-- start of Records shown --

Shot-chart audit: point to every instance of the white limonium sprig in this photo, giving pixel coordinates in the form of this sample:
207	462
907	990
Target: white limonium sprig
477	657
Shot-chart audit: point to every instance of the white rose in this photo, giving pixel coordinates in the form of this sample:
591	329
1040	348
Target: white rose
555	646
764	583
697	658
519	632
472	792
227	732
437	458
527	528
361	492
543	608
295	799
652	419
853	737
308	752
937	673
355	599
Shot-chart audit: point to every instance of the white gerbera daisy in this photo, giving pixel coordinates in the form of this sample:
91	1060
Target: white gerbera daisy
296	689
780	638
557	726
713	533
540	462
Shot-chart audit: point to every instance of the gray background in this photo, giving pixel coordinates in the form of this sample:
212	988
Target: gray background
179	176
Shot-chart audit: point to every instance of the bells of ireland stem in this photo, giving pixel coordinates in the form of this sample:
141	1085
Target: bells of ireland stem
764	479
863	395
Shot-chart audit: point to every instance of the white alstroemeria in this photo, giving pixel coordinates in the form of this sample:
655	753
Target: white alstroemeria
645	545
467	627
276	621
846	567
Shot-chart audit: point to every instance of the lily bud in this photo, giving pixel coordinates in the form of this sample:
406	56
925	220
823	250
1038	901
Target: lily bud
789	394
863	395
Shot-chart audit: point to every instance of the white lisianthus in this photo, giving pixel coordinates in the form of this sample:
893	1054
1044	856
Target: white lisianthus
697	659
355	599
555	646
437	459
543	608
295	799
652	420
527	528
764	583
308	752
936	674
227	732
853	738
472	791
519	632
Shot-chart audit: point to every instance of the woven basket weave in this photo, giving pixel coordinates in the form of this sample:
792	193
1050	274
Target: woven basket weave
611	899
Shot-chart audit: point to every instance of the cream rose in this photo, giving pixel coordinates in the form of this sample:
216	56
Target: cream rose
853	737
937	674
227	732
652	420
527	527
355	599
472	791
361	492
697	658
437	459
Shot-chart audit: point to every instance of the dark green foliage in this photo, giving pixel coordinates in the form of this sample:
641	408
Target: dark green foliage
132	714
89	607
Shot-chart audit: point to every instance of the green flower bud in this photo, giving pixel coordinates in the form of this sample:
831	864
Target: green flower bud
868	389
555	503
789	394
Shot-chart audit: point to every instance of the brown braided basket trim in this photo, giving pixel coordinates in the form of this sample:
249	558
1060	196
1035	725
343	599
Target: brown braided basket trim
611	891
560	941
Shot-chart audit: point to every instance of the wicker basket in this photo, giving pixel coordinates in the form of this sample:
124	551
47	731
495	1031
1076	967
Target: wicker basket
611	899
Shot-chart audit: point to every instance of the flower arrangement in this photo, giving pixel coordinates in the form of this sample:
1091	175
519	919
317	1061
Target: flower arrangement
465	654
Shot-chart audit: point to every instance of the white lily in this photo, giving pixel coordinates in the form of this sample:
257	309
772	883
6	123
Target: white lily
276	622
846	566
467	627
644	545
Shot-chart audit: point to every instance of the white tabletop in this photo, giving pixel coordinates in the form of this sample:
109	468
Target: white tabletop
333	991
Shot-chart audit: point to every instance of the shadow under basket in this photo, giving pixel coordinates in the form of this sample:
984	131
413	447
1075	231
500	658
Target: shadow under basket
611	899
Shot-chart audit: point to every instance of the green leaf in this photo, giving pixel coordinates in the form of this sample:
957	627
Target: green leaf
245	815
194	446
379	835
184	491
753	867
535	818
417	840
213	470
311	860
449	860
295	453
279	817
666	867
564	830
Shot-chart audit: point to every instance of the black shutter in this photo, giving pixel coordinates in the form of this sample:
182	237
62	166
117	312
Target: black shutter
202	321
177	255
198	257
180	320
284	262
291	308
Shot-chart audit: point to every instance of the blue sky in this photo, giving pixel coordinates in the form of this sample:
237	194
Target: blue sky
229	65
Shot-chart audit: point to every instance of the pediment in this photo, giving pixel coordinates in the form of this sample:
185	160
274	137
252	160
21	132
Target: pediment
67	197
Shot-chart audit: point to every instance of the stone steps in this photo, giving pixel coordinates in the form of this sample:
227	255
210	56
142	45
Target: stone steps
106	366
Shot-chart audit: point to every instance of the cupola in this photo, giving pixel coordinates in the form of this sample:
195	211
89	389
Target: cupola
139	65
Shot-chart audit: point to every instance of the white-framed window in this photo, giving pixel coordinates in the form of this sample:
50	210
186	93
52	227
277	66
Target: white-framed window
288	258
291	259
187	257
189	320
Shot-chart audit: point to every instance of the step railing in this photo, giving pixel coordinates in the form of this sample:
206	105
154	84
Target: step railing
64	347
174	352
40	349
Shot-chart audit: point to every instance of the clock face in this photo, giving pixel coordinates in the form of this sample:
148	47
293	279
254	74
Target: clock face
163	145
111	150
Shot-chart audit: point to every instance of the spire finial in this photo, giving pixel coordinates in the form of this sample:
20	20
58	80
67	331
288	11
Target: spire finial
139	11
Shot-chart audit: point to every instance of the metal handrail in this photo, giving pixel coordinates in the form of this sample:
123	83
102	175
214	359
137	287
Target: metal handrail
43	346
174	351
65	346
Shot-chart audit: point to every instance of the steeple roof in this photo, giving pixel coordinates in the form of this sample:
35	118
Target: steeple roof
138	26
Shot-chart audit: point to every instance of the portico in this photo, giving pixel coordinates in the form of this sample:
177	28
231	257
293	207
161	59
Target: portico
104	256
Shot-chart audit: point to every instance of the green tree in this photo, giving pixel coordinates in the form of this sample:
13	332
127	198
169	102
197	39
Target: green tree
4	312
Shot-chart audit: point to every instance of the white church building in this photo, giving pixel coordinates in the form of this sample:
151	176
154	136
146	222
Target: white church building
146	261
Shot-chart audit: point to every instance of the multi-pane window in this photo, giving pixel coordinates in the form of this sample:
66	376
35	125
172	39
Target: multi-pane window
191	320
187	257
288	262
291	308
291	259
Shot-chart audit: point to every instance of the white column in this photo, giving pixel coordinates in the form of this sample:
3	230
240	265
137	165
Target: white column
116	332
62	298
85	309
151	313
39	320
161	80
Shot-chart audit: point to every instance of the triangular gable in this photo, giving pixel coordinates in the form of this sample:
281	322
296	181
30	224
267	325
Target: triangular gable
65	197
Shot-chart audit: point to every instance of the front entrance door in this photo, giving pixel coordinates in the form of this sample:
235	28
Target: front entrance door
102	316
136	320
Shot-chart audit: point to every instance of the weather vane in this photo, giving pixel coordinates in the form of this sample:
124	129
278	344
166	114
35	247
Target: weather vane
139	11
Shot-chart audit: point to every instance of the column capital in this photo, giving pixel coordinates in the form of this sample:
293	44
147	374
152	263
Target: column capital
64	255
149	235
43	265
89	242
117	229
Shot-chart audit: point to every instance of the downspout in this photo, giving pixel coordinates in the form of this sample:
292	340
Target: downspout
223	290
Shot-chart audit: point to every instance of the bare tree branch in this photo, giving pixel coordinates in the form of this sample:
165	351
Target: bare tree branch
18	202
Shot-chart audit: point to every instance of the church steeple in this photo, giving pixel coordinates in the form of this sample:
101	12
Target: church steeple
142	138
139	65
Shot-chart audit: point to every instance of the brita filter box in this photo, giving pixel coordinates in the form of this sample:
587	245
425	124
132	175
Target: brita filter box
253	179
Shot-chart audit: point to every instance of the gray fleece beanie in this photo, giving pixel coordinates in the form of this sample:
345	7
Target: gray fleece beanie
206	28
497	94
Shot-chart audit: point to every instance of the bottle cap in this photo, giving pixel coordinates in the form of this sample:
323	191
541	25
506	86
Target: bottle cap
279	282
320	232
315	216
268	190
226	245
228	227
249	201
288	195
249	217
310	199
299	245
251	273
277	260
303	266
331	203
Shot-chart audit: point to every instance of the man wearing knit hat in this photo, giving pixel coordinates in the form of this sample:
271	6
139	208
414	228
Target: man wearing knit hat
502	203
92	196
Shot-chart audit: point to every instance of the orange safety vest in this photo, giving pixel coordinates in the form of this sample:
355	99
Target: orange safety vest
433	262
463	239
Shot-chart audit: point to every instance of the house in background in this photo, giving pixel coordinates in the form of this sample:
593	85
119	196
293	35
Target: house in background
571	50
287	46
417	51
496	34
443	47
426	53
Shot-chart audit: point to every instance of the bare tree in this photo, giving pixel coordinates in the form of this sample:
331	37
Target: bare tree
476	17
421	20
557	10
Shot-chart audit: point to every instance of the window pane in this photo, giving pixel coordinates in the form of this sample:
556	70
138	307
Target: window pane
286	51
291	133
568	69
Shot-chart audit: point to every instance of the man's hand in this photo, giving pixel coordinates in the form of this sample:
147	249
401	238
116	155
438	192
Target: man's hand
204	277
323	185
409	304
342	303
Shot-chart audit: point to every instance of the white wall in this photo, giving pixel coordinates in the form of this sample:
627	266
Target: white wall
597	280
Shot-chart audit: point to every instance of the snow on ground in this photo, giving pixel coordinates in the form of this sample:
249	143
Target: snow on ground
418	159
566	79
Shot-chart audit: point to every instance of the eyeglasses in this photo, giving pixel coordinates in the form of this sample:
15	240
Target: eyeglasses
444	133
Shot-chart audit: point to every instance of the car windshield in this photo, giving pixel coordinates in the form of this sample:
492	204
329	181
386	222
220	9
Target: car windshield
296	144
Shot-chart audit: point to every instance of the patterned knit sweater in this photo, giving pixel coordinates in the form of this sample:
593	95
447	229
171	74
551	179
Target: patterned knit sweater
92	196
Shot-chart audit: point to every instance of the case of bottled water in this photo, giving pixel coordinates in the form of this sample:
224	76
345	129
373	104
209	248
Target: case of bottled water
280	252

-- end of Records shown --

### What you need to do
Copy out the lines of the material verbatim, beginning with the line that contains "Shot-chart audit: point to every instance of the snow" and continuing through the end of the material, with both ends included.

### Answer to this exercise
Shot-chart audit: point to every instance of the snow on ground in this photo, giving pixel coordinates in the form of this sample:
249	143
Target: snow on ground
418	159
566	79
Shot-chart audit: point to every instance of the eyeglasses in this photo, giving pixel coordinates in the form of this sample:
15	240
Target: eyeglasses
444	133
Shot-chart audit: point to every instance of the car windshield in this photo, giving pixel coordinates in the form of this sample:
492	204
329	181
386	222
220	9
Target: car windshield
296	144
Shot-chart audit: point to every instance of the patterned knit sweater in this photo, giving pixel coordinates in the form of this sample:
593	95
447	229
171	74
551	179
Target: patterned knit sweater
92	196
Shot-chart audit: point to every instance of the case of bottled water in this photo, giving pixel coordinates in the form of this sample:
224	76
345	129
373	104
209	248
Target: case of bottled water
280	252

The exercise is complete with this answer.